● Problems to solve
1 - In the post titled "I Need a Vacation," which two events did the writer travel to in 2015?
2 - Quote the "I Need a Vacation" post word for word, covering the stretch from "This is also" through "in the mud.".

● Page extract
Tuesday, January 31, 2017

I Need a Vacation

I need a vacation, and this is not a new idea on my part.
Running a business can be both exhilarating and exhausting, and the problem with that is that both states lead to gradual fatigue.  I have decent stamina for an old-timer, because I live in a generally healthy manner.  I don't drink, I don't smoke, I don't shoot up Krokodil until my body rots away to necrosis.  It's a healthy mindset and it leads to seven-day weeks that seem to fly by.

This is also intentional in a business sense.  I like to compete by exerting gradual pressure.  It conserves my resources and leaves me best able to pivot to serve my customers.  Rather than reacting with whiz-bang impromptu sales and tournaments, I methodically plan and build a framework and then advertise what we've got.  When it's time for a sale I prepare it thoroughly, advance it to nearly an end state, and then I push on it until we get the revenue.  I make it clear from the first Facebook boost that anyone who wants to scoop up the deal should visit as soon as feasible.  Most importantly, I act rather than reacting.  In a local market as cutthroat as this one, that's crucial.  It helps avoid spinning my tires in the mud.

Why does gradual pressure work?  Because any time my competitor is working and I am not, they are gaining on me if they are behind, pulling past me if we are even, and extending their lead if they are ahead.  No good.  Instead, I will work when they are not.  That lets me gain on them if I am behind, or pull past them if we are even, or extend my lead if I am ahead.  I want them to recognize this psychologically.  I want them to see that am willing to outwork them.  I want them to feel a fragment of resentment every time they spend an idle hour, because they realize they just handed me a little bit of market share.

I am willing to run that grind week in and week out.  And then, every now and again, I get to step away and they get to make up a bit of lost materiĆ©l.  In 2014 or 2015, I could not realistically be away very much.  The store was still on life support from the partner splits of 2014.  My trips in 2015 to the GAMA Trade Show and the GTS Distribution Atlanta Open House just about hit my limits, and I had to spend a lot of time during both trips on the phone or computer putting out fires.  By last year things were stable enough that I was able to enjoy GAMA, then later an extended holiday at my parents' place, then a four-day weekend in Flagstaff with my other family members, and a few other impromptu days away besides.  My managers and staff really grew the beard, and took a level in "we got this."  But if things had hit the fan in 2016, I was only ever really a couple of hours away.

Dataset records:
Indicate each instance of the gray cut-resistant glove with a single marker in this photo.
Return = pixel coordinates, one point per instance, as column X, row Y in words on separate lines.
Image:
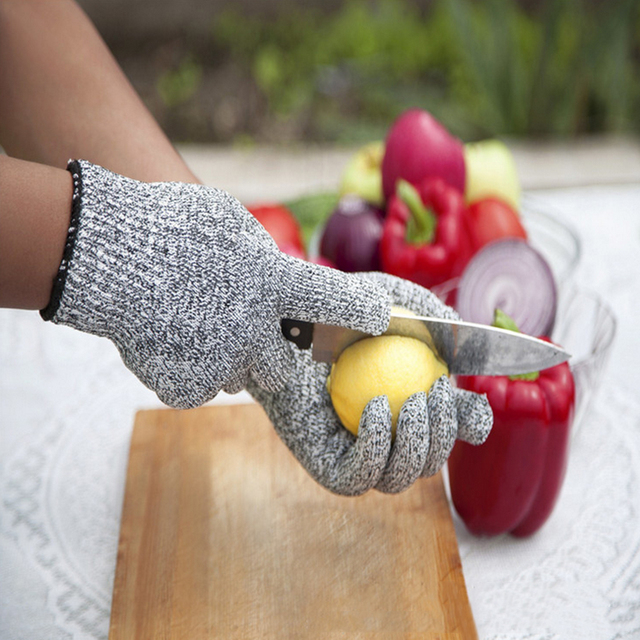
column 427, row 427
column 191, row 288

● Answers to the exercises
1 - The GAMA Trade Show and the GTS Distribution Atlanta Open House.

2 -
This is also intentional in a business sense.  I like to compete by exerting gradual pressure.  It conserves my resources and leaves me best able to pivot to serve my customers.  Rather than reacting with whiz-bang impromptu sales and tournaments, I methodically plan and build a framework and then advertise what we've got.  When it's time for a sale I prepare it thoroughly, advance it to nearly an end state, and then I push on it until we get the revenue.  I make it clear from the first Facebook boost that anyone who wants to scoop up the deal should visit as soon as feasible.  Most importantly, I act rather than reacting.  In a local market as cutthroat as this one, that's crucial.  It helps avoid spinning my tires in the mud.